## begin Data extract

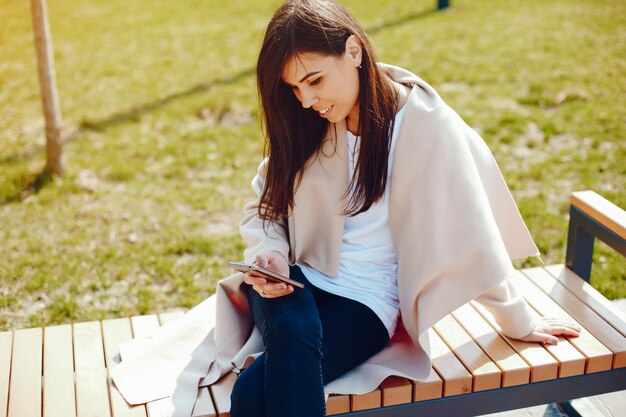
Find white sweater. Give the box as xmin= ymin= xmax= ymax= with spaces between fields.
xmin=300 ymin=103 xmax=405 ymax=338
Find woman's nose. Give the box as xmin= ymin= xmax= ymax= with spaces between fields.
xmin=300 ymin=91 xmax=318 ymax=109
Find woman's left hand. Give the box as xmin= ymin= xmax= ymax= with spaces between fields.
xmin=519 ymin=317 xmax=580 ymax=345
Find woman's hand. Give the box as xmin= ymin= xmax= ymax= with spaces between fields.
xmin=519 ymin=317 xmax=580 ymax=345
xmin=244 ymin=252 xmax=293 ymax=298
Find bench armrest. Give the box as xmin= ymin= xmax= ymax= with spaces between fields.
xmin=565 ymin=191 xmax=626 ymax=282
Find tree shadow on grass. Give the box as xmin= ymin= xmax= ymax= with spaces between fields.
xmin=0 ymin=7 xmax=439 ymax=205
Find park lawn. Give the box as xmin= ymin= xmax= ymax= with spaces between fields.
xmin=0 ymin=0 xmax=626 ymax=329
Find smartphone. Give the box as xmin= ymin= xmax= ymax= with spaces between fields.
xmin=228 ymin=262 xmax=304 ymax=288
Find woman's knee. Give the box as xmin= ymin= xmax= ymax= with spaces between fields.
xmin=265 ymin=315 xmax=322 ymax=352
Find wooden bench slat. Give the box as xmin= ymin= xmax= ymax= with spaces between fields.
xmin=428 ymin=328 xmax=472 ymax=397
xmin=159 ymin=310 xmax=185 ymax=326
xmin=43 ymin=324 xmax=76 ymax=417
xmin=409 ymin=368 xmax=443 ymax=402
xmin=191 ymin=387 xmax=217 ymax=417
xmin=210 ymin=372 xmax=237 ymax=417
xmin=380 ymin=376 xmax=413 ymax=407
xmin=102 ymin=318 xmax=147 ymax=417
xmin=326 ymin=394 xmax=350 ymax=416
xmin=524 ymin=268 xmax=626 ymax=368
xmin=76 ymin=369 xmax=111 ymax=417
xmin=544 ymin=264 xmax=626 ymax=337
xmin=433 ymin=314 xmax=501 ymax=392
xmin=8 ymin=328 xmax=43 ymax=417
xmin=130 ymin=314 xmax=160 ymax=337
xmin=0 ymin=332 xmax=13 ymax=416
xmin=510 ymin=272 xmax=613 ymax=373
xmin=452 ymin=304 xmax=530 ymax=387
xmin=73 ymin=321 xmax=111 ymax=417
xmin=570 ymin=190 xmax=626 ymax=239
xmin=74 ymin=321 xmax=106 ymax=371
xmin=471 ymin=301 xmax=560 ymax=382
xmin=130 ymin=314 xmax=171 ymax=416
xmin=350 ymin=388 xmax=382 ymax=411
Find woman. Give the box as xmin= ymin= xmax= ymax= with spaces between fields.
xmin=231 ymin=0 xmax=578 ymax=417
xmin=112 ymin=0 xmax=579 ymax=417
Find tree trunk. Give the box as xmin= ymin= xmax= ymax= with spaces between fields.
xmin=30 ymin=0 xmax=63 ymax=176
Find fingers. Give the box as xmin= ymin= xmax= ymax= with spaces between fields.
xmin=537 ymin=317 xmax=580 ymax=337
xmin=536 ymin=333 xmax=559 ymax=345
xmin=254 ymin=255 xmax=269 ymax=268
xmin=543 ymin=325 xmax=580 ymax=337
xmin=243 ymin=274 xmax=293 ymax=298
xmin=252 ymin=284 xmax=293 ymax=298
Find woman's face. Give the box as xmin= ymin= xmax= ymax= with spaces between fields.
xmin=282 ymin=36 xmax=361 ymax=126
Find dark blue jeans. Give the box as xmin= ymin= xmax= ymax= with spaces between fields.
xmin=230 ymin=267 xmax=389 ymax=417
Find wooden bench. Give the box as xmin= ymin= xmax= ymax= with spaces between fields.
xmin=0 ymin=191 xmax=626 ymax=417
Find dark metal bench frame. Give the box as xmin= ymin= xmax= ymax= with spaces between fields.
xmin=338 ymin=197 xmax=626 ymax=417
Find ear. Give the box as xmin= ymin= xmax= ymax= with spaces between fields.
xmin=346 ymin=35 xmax=363 ymax=67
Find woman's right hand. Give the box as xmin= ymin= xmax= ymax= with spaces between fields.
xmin=244 ymin=252 xmax=293 ymax=298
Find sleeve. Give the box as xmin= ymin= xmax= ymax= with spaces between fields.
xmin=239 ymin=158 xmax=289 ymax=263
xmin=476 ymin=279 xmax=535 ymax=339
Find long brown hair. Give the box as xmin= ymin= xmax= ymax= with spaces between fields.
xmin=257 ymin=0 xmax=398 ymax=220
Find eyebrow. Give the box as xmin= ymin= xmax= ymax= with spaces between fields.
xmin=298 ymin=71 xmax=322 ymax=83
xmin=283 ymin=71 xmax=322 ymax=87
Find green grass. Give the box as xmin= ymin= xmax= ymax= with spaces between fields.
xmin=0 ymin=0 xmax=626 ymax=329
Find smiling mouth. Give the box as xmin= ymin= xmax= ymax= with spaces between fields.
xmin=317 ymin=106 xmax=333 ymax=117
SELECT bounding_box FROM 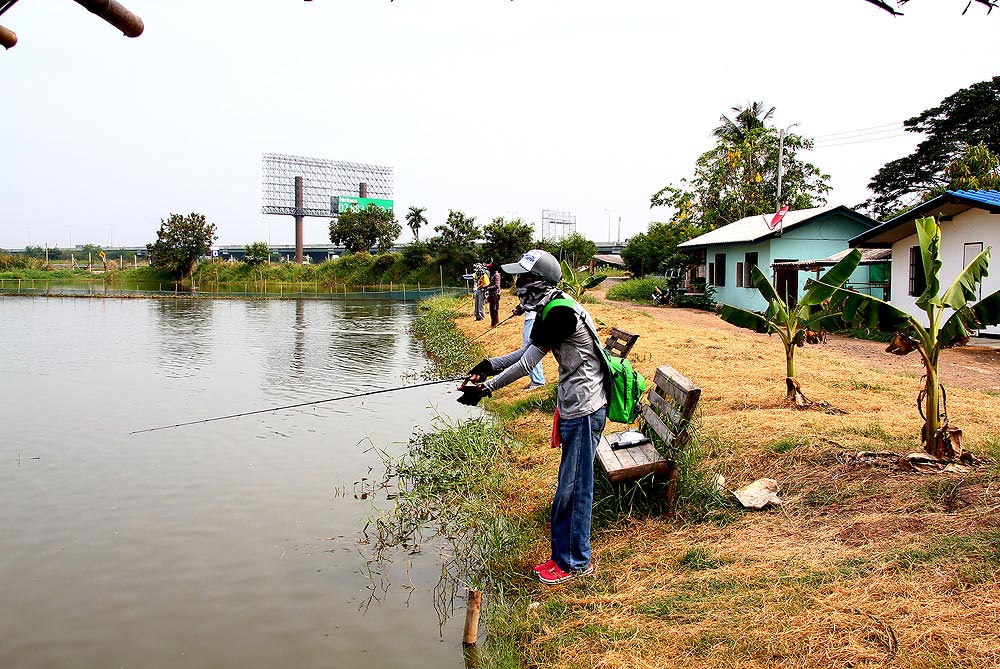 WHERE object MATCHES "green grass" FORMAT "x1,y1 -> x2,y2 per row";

## end Data extract

* Stated task:
Please repeat the material above word for word, everything from its start down to the line containing "xmin=565 ymin=191 xmax=626 ymax=282", and leave the pictures out of your answer.

* Exercise result:
Find white sweater. Give the box as xmin= ymin= xmax= ymax= with spaces between fields.
xmin=300 ymin=103 xmax=405 ymax=338
Find woman's nose. Give the box as xmin= ymin= xmax= ymax= with spaces between fields.
xmin=300 ymin=91 xmax=318 ymax=109
Find woman's left hand. Give the box as xmin= ymin= xmax= ymax= with spaces between fields.
xmin=519 ymin=317 xmax=580 ymax=345
Find woman's hand. Give the box as xmin= ymin= xmax= ymax= with spaces between fields.
xmin=519 ymin=317 xmax=580 ymax=345
xmin=244 ymin=252 xmax=293 ymax=298
Find bench armrest. Give the box as xmin= ymin= xmax= ymax= with spaces between fields.
xmin=565 ymin=191 xmax=626 ymax=282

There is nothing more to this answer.